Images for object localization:
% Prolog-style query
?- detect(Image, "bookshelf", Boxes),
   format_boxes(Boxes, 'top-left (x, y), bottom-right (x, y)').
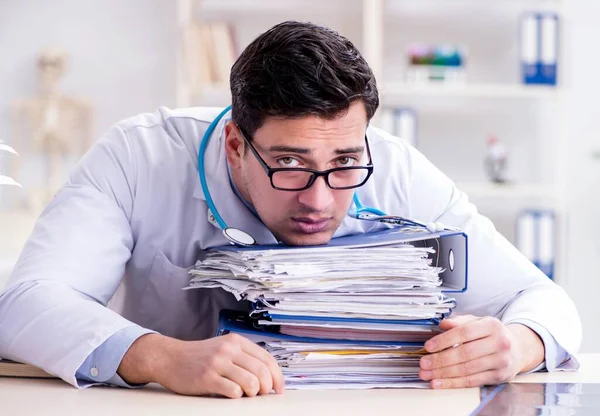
top-left (456, 182), bottom-right (559, 201)
top-left (175, 0), bottom-right (569, 284)
top-left (381, 83), bottom-right (561, 100)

* YOUR INSTRUCTIONS
Each entry is to be transcribed verbatim, and any picture in it is to be skipped.

* FINAL ANSWER
% Prolog-style query
?- detect(Image, "bookshelf", Boxes),
   format_boxes(Boxes, 'top-left (x, y), bottom-right (x, y)').
top-left (456, 182), bottom-right (559, 201)
top-left (175, 0), bottom-right (569, 284)
top-left (381, 83), bottom-right (561, 100)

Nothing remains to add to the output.